France has decided to use the money generated by the Emissions Trading System for carbon dioxide to fund an ambitious energy-efficient renovation programme announced by President François Hollande. EURACTIV.fr reports.
Hollande recently announced he would stick to the promises made during is electoral campaign on the refurbishment of one million houses per year from the existing building stock.
The money needed for this refurbishment will mostly come from the auctioning of France's CO2 allowances, as enshrined in a recently published paper.
The paper is France's national adaptation of the EU's carbon market reform and it says that carbon allowances should be used for the annual one million house renovation plan. Sources close to Hollande claimed that the money generated by the auction could amount to about €600 million, EURACTIV France reported.
“The revenue from the auctioning of CO2 allowances owned by the state will go into financing the thermal renovation of buildings,” the paper reads.
This option was suggested before by Green MEP Claude Turmes, who negotiated the Energy Efficiency Directive on behalf of the European Parliament.
“The EU-ETS market, if re-calibrated, would push the price of carbon up. The revenue from ETS could be over €120 billion," Turmes said.
"So the ETS re-calibration is not only an issue of climate change, but a tool for governments, which could reinvest this money into energy efficiency,” the MEP said, speaking in the European Parliament on the day the Energy Efficiency Directive was approved by MEPs.
The move to divert ETS money into making buildings more energy-efficient has received a lukewarm welcome from the French industry.
"The revenues from ETS should be given to the industry, if France wants to make the transition to a low-carbon economy and keep the French industry a competitive industry at the same time," said Jean Pelin, director general of the Union of Chemical Industries (UIC).
"Most manufacturers will have to buy significant amounts of allowances as of 2013. Taking this into account, the Union for Chemical Industries indicates that the figure could reach 100 million at current price for French chemical manufacturers," Pelin said.
"It is imperative that a large part of the revenues of the auction is redistributed annually to industrial companies, as allowed by the European Commission and just like the Germans have also planned to do," he added.
An EU-wide revamp
Hollande's housing renovation promises are in line with the 20% energy savings targets that all EU member states committed to achieve by 2020.

- Record excerpts:
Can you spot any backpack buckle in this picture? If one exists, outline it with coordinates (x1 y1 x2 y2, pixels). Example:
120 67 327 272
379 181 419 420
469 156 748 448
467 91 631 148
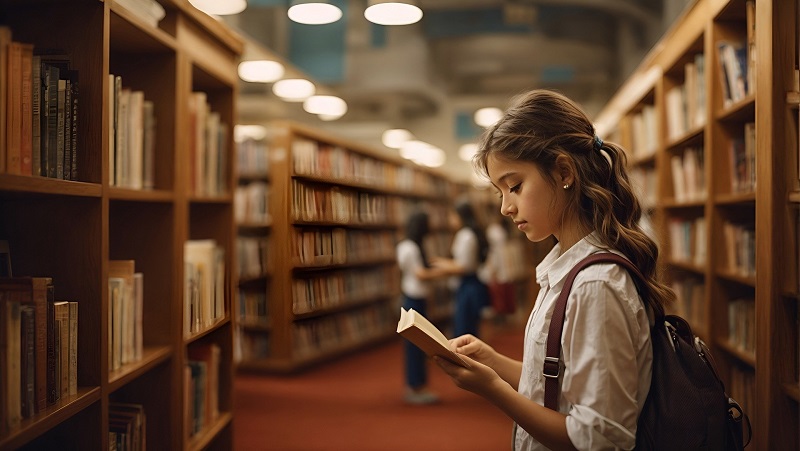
542 357 559 378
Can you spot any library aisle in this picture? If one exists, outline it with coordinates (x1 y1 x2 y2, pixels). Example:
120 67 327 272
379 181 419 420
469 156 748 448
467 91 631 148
233 323 522 451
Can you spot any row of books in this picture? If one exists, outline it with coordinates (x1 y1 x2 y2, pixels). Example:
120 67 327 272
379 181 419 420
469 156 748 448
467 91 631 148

- Tasks and exercises:
**A)** Answer these questions from the report on France's carbon allowance revenue:
(i) According to sources close to Hollande, roughly how much money could the auction generate?
(ii) Who negotiated the Energy Efficiency Directive on behalf of the European Parliament?
(iii) Of which organization is Jean Pelin director general?
**B)** Carry on with the report on France's carbon allowance revenue from the point where it ends.
The records are not needed for this work.

- Responses for each task:
**A)**
(i) About €600 million.
(ii) Green MEP Claude Turmes.
(iii) The Union of Chemical Industries (UIC).

**B)**
According to the new Energy Efficiency Directive, energy companies will be requested to reduce their energy sales to industrial and household clients by at least 1.5% each year. This will most likely be done through energy companies offering energy efficiency services to clients, which will improve the energy efficiency of their houses.
The directive included a 3% renovation rate for public buildings which are “central government-owned and occupied”. It also set an obligation on each EU member state to draw up a roadmap to make the entire building sector more energy efficient by 2050 (commercial, public and private households included).
But whilst ambitions have been written down and signed by all member states, no country has yet put figures next to these goals.
The investments needed for member states to reach their targets would require around €40 billion to €50 billion, according to the European Commission.
Some of this money will be sourced from the EU's 2014-2020 budget, EU Energy Commissioner Günther Oettinger announced.
"I think it is very sensible that in the budget discussion we are going to include a set of objectives that we will be co-financing to promote energy efficiency. We need incentives in the best sense of the word, we need to encourage local authorities to invest in energy efficiency," Oettinger said.
As discussions on the EU budget are developing, it is looking likely that at least €20 billion out of the proposed €1 trillion budget will be dedicated to 'green' projects and energy efficiency in buildings, EURACTIV has learned.
Some money could also come from the European Investment Bank and EU project bonds, Turmes suggested.
Europe aims to reduce its primary energy use by 20% by 2020, a target which is not legally binding.
The Energy Efficiency Directive was proposed by the European Commission in mid-2011 as part of its effort to reach this objective. The European Parliament and Council, together with the Commission, reached a deal on the proposed directive in June 2012.
- Proposes individual measures for each of the sectors that could play a role in reducing energy consumption - apart from transport, which is voluntary. This includes a controversial obligation on energy companies to achieve 1.5% energy savings per year on their customer's bills.
- Asks member states to develop long-term strategies for the energy-efficient refurbishment of Europe's building stock.
- Obliges authorities to renovate public buildings, although this only applies to those "owned and occupied" by national governments, not regional or local authorities.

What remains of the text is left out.